[Referring expression data]

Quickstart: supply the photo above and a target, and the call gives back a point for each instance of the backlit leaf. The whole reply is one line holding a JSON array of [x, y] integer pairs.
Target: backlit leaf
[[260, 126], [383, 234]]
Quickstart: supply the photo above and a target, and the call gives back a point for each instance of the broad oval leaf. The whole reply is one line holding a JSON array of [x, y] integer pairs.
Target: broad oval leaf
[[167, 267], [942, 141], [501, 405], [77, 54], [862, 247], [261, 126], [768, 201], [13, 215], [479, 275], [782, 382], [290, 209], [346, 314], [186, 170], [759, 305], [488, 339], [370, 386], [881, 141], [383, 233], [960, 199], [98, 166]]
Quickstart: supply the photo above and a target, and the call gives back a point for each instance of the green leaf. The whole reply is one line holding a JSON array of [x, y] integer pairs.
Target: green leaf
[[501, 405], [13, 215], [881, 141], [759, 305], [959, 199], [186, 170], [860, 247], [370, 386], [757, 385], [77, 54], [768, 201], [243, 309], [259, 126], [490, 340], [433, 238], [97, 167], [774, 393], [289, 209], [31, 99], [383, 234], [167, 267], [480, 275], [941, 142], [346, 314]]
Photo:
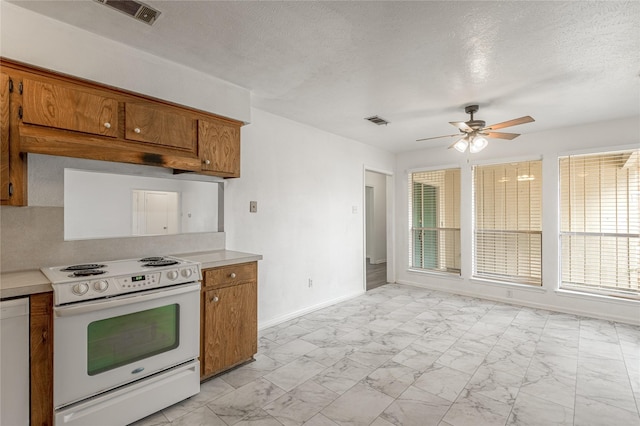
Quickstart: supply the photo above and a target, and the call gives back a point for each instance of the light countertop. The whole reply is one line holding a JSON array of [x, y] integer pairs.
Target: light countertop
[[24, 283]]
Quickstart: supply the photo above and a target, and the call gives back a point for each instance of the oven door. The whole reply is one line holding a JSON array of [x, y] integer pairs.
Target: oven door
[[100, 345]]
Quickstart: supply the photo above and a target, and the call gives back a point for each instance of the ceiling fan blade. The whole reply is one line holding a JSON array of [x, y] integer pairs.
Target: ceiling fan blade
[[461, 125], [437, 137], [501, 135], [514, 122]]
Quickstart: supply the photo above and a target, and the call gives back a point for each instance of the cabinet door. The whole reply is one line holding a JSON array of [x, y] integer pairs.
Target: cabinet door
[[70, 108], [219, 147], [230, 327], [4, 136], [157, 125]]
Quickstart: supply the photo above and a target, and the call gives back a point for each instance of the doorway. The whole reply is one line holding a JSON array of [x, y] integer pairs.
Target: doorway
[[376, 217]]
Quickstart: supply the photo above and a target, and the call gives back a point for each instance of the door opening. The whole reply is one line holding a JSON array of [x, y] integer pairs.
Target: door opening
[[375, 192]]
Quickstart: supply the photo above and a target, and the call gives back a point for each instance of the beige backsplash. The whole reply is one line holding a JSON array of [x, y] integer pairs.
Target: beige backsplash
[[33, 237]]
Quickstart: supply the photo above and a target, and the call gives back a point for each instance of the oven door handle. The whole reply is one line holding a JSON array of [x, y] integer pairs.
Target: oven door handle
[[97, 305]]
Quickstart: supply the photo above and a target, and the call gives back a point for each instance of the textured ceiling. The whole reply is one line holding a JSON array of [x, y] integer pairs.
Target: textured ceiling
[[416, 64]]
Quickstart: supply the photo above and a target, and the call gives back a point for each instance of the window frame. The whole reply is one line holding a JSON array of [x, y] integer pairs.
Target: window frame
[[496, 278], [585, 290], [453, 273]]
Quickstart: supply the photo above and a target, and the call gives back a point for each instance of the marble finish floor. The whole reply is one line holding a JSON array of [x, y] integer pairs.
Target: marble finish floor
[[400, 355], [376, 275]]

Exercise
Copy out every line of the data exactly, leaving the images behind.

Exercise solution
Quickstart: supply the photo above and a target, and the call gives back a point for each instance of the backlit leaf. The whole reply is one line holding a JSON array of [x, y] integer pairs.
Target: backlit leaf
[[260, 126], [383, 234]]
Quickstart: supply the photo above and a target, and the call gives back a point for each instance of the broad oval leaf. The whole reply is one line holding a JSON array of [x, y] integer pairs.
Target: broad oval leaf
[[167, 267], [942, 141], [501, 405], [77, 54], [862, 247], [261, 126], [768, 201], [13, 215], [479, 275], [782, 382], [290, 209], [346, 314], [186, 170], [759, 305], [488, 339], [370, 386], [881, 141], [383, 233], [960, 199], [98, 166]]
Quickstart: supply the photo above and a target, and the call gives back a point for each instance of the green leaf. The whole reply is one line holding a JSON array of [x, y] integer pairs.
Target: green leaf
[[501, 405], [13, 215], [881, 141], [759, 305], [959, 199], [186, 170], [860, 247], [370, 386], [757, 385], [77, 54], [768, 201], [243, 309], [259, 126], [490, 340], [433, 238], [97, 167], [774, 393], [289, 209], [31, 99], [383, 234], [167, 267], [480, 275], [941, 142], [346, 314]]
Photo:
Quickstart: supply the photo above and a target, and the call gives back a point for each instance of the light countertop. The whole reply is one line holding a JSON array of [x, y] integer pairs.
Target: light countertop
[[24, 283]]
Quickstart: supply the photo above and a target, and the call gives back a point for each instance of the oven door. The whole reply is one line holding a JSON array of [x, y] integer pairs.
Target: oven door
[[100, 345]]
Quickstart: supply the photo above and a target, and the call gives back a point for each instance of the ceiling fan blade. The whole reply is one line holding a JSON array of [x, y] integer pairs.
Target: ceiling fan blade
[[461, 125], [437, 137], [501, 135], [514, 122]]
Quickstart: supply the photo above and a target, and the call gives back a point for each instance of the cabinet door. The whole reply is one line holding a JSON array of [x, y] integer pairs.
Target: cabinet door
[[70, 108], [219, 147], [230, 327], [4, 136], [157, 125]]
Quickstart: supply the photo above and a target, and the call gives back a point for each instance of the doorway. The whole reply is one line holding a JSON array of [x, y] integer pairs.
Target: doorway
[[376, 217]]
Quickstart: supply the photo above and a target, and the call gives back a point for each instance of the door opening. The whole reply is one line holding a JSON array of [x, y] integer pairs.
Target: door opening
[[375, 192]]
Quickstart: supply the photo above and a target, and the call gives back a point for each instance of the beige backsplash. The whole reply is one line holding a JSON array of [x, y] integer pairs.
Target: beige backsplash
[[33, 237]]
Quickstart: supply the photo above and a target, and the call gives back a point for each instance of the oven door handle. The whole reply is one line holding a JSON array of [x, y] integer pairs.
Target: oven door handle
[[97, 305]]
Quickstart: supply the photo above and a target, and the call gives back a point for each instance of the textured ceiling. The whole reply is one line holding a JSON array of [x, y] integer pairs.
Target: textured ceiling
[[416, 64]]
Quickstart: supply the photo above and a target, and the call gives back a point for each instance of the window frame. The whole reply is one line holding a JSON array of [x, y] integer pairs.
Target: window frame
[[496, 278], [585, 290], [453, 273]]
Quickstart: supply the photo above and a target, and the call gives back a point for each instance of the marble finish floor. The whole reply is one line holding a JSON array of [x, y] integer pairs.
Target: marble finish floor
[[400, 355], [376, 275]]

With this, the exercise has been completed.